Problem description: In the records below, substitute "outlines" for each occurrence of "masks" and reproduce every line otherwise unchanged.

### Data for the task ###

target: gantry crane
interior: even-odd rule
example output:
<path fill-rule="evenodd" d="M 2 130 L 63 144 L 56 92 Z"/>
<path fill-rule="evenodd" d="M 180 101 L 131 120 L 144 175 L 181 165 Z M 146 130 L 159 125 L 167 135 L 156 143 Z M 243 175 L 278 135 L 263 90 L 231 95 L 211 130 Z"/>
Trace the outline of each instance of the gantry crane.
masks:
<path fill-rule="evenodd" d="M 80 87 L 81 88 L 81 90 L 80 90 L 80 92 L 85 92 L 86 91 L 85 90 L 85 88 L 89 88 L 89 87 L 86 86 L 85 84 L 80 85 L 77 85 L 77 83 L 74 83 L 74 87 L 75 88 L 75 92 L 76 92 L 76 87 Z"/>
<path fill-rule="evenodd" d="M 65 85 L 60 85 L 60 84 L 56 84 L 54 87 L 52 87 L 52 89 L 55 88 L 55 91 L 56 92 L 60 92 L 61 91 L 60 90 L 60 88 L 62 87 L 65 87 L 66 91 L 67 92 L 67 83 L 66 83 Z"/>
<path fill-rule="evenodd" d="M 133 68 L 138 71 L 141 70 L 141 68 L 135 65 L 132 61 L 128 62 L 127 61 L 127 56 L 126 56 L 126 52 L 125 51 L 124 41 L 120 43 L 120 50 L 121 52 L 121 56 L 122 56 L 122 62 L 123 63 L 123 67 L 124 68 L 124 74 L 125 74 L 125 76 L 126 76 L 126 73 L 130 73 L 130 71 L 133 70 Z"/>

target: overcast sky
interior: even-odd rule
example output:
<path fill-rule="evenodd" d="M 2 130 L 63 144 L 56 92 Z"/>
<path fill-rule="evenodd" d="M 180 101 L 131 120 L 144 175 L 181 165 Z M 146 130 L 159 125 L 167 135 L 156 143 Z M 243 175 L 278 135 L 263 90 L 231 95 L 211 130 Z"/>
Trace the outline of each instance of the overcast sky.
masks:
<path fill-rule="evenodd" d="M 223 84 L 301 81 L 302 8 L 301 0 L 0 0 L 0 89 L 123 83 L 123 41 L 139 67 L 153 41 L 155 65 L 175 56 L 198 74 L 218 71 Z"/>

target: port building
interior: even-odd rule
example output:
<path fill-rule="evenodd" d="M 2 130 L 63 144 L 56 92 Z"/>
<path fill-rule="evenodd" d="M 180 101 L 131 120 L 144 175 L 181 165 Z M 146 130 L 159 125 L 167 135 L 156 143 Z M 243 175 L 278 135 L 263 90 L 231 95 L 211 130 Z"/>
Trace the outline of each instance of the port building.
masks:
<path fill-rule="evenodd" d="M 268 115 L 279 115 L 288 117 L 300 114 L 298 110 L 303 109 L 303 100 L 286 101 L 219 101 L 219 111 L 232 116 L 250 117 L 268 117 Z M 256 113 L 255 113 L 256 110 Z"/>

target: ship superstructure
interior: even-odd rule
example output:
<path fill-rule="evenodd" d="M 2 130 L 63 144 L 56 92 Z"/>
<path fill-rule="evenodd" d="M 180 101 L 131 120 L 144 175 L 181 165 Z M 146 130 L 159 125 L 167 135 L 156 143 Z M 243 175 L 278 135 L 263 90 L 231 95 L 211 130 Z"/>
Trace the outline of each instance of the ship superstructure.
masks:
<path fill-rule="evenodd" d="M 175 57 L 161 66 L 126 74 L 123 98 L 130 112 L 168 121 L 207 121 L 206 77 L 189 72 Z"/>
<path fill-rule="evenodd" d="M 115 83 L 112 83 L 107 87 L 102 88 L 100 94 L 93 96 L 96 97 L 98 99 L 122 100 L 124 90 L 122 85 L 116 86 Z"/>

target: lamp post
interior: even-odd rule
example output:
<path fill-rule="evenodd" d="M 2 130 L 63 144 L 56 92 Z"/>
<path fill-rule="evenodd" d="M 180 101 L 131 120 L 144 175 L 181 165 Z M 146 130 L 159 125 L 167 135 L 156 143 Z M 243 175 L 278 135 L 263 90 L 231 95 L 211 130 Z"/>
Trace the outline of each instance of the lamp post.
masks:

###

Full output:
target: gantry crane
interior: even-odd rule
example output:
<path fill-rule="evenodd" d="M 2 130 L 63 144 L 56 92 Z"/>
<path fill-rule="evenodd" d="M 180 101 L 131 120 L 144 175 L 181 165 Z M 146 130 L 159 125 L 167 135 L 156 143 Z M 243 175 L 278 135 L 263 90 L 231 95 L 211 130 Z"/>
Trace the outline of each instance of the gantry crane.
outlines:
<path fill-rule="evenodd" d="M 80 87 L 81 88 L 81 90 L 80 90 L 80 92 L 85 92 L 86 91 L 85 90 L 85 88 L 89 88 L 89 87 L 86 86 L 85 84 L 80 85 L 77 85 L 77 83 L 74 83 L 74 87 L 75 88 L 75 92 L 76 92 L 76 87 Z"/>
<path fill-rule="evenodd" d="M 65 85 L 60 85 L 60 84 L 56 84 L 54 87 L 52 87 L 52 89 L 55 88 L 55 91 L 56 92 L 60 92 L 61 91 L 60 90 L 60 88 L 62 87 L 65 87 L 66 91 L 67 92 L 67 83 L 66 83 Z"/>
<path fill-rule="evenodd" d="M 133 68 L 138 71 L 141 70 L 141 68 L 135 65 L 132 61 L 128 62 L 127 61 L 127 56 L 126 56 L 126 52 L 125 51 L 124 41 L 120 43 L 120 50 L 121 52 L 121 56 L 122 56 L 122 62 L 123 63 L 123 67 L 124 68 L 124 74 L 125 74 L 125 76 L 126 76 L 126 73 L 130 73 L 130 71 L 133 70 Z"/>

target: overcast sky
interior: even-odd rule
example output:
<path fill-rule="evenodd" d="M 2 130 L 63 144 L 56 92 Z"/>
<path fill-rule="evenodd" d="M 180 101 L 131 120 L 144 175 L 181 165 Z M 146 130 L 159 125 L 167 135 L 156 143 Z M 243 175 L 278 135 L 263 90 L 231 95 L 211 130 Z"/>
Trace the outline of each instance of the overcast sky.
outlines:
<path fill-rule="evenodd" d="M 223 84 L 301 81 L 302 8 L 301 0 L 0 0 L 0 89 L 123 83 L 123 41 L 139 67 L 153 41 L 155 65 L 175 56 L 198 74 L 218 71 Z"/>

target: port building
interior: even-odd rule
example output:
<path fill-rule="evenodd" d="M 2 130 L 63 144 L 56 92 Z"/>
<path fill-rule="evenodd" d="M 180 101 L 131 120 L 144 175 L 181 165 Z M 146 130 L 159 125 L 167 135 L 156 143 Z M 243 175 L 278 135 L 263 90 L 231 95 L 211 130 Z"/>
Trace the outline of each instance of the port building.
outlines:
<path fill-rule="evenodd" d="M 268 115 L 279 115 L 288 117 L 300 114 L 298 110 L 303 109 L 303 100 L 286 101 L 219 101 L 219 111 L 232 116 L 250 117 L 268 117 Z M 256 113 L 255 113 L 256 110 Z"/>

target: ship superstructure
interior: even-odd rule
example output:
<path fill-rule="evenodd" d="M 2 130 L 63 144 L 56 92 Z"/>
<path fill-rule="evenodd" d="M 180 101 L 131 120 L 144 175 L 181 165 Z M 146 130 L 159 125 L 167 135 L 156 143 Z M 243 175 L 278 135 L 263 90 L 231 95 L 211 130 Z"/>
Trace the outline of each instance of the ship superstructure.
outlines:
<path fill-rule="evenodd" d="M 175 57 L 161 66 L 126 74 L 123 98 L 130 112 L 168 121 L 207 121 L 206 77 L 189 72 Z"/>
<path fill-rule="evenodd" d="M 115 83 L 112 83 L 107 87 L 102 88 L 100 94 L 93 96 L 96 97 L 98 99 L 122 100 L 124 90 L 122 85 L 116 86 Z"/>

target: lamp post
interior: even-odd rule
example output:
<path fill-rule="evenodd" d="M 2 130 L 63 144 L 56 92 Z"/>
<path fill-rule="evenodd" d="M 180 101 L 131 120 L 144 175 L 181 165 Z M 146 130 L 159 125 L 167 135 L 156 143 Z M 243 175 L 278 135 L 263 90 L 231 95 L 211 130 Z"/>
Trace the outline of each instance of the lamp post.
outlines:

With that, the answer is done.